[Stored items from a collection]
+++++

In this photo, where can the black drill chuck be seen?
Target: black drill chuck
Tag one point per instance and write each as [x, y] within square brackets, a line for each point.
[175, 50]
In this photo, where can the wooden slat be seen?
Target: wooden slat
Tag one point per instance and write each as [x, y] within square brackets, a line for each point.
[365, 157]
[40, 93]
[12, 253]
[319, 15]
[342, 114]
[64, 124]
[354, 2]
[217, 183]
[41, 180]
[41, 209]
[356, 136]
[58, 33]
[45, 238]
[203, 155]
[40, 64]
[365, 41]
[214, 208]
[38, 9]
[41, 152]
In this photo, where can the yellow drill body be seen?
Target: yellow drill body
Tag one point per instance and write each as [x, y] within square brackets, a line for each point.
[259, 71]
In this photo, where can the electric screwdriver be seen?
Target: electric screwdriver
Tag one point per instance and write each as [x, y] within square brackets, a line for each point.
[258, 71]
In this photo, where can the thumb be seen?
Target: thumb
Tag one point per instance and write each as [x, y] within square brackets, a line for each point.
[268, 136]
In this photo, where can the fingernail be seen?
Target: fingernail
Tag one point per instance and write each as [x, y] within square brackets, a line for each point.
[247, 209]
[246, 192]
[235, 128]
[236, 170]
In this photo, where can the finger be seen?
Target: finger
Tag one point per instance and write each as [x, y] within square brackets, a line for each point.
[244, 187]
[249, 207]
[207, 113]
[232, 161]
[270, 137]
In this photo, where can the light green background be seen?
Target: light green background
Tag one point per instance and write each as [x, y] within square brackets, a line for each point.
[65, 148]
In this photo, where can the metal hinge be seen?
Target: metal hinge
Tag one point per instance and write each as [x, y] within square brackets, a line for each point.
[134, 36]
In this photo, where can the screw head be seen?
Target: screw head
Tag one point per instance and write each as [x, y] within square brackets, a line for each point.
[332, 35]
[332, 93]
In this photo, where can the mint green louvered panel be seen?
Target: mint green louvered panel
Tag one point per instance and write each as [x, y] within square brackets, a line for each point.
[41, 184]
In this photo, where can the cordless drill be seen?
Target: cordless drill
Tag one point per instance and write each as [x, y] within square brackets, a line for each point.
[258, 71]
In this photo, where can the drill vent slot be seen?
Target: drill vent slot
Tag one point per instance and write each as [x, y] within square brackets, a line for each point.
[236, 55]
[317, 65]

+++++

Work request —
Word for word, copy out the records.

Answer for the task —
In this photo, where can the black drill chuck be seen?
Target: black drill chuck
Tag one point per instance and write each as [x, y] within square brackets, a line for each point.
[175, 50]
In this photo, where can the wooden slat be seen?
Target: wooden slat
Tag one point per instance and write each as [x, y] within square brackets, a line for each point.
[365, 157]
[40, 93]
[12, 253]
[319, 15]
[342, 114]
[64, 124]
[354, 2]
[217, 183]
[41, 180]
[41, 209]
[356, 136]
[58, 33]
[45, 238]
[203, 155]
[40, 64]
[365, 41]
[214, 208]
[38, 9]
[41, 152]
In this photo, where can the yellow drill body be seen?
Target: yellow drill body
Tag one point per instance and write each as [x, y] within square brackets, a line for each point.
[259, 71]
In this photo, where can the electric screwdriver be seen?
Target: electric screwdriver
Tag one point per instance and write each as [x, y] within square brackets, a line for each point.
[258, 71]
In this photo, where can the thumb be seen?
Target: thumb
Tag one point per instance and write each as [x, y] within square brackets, a line for each point.
[268, 136]
In this photo, where can the fingernail be seen?
Target: fingernail
Tag one point per instance and write each as [x, y] within square brackets, a line for each point.
[247, 209]
[246, 192]
[235, 128]
[236, 170]
In this photo, where can the finger be seen?
Target: finger
Tag one point per instance and write each as [x, y] within square brackets, a line for each point.
[244, 187]
[249, 207]
[207, 113]
[232, 161]
[270, 137]
In this photo, where can the light green background be seen?
Target: light green background
Tag one point per instance and write each as [x, y] within square brackets, a line for each point.
[65, 148]
In this photo, where can the metal hinge be seen?
Target: metal hinge
Tag one point per instance and write each as [x, y] within square brackets, a line for each point.
[134, 36]
In this photo, where can the screw head be seen?
Target: screw head
Tag one point per instance and write each as [x, y] within square brackets, a line for each point.
[332, 35]
[332, 93]
In this photo, where can the mint green louvered panel be seen?
Target: mint green louvered panel
Tag one point per instance and write each as [x, y] within square brackets, a line for each point.
[41, 184]
In this photo, where can the cordless drill be seen?
Target: cordless drill
Tag one point per instance and write each as [x, y] within square brackets, a line for each point.
[258, 71]
In this photo, where can the drill vent slot be seen?
Target: drill vent slot
Tag one point per instance and write each as [x, y] within square brackets, a line for each point.
[236, 55]
[317, 65]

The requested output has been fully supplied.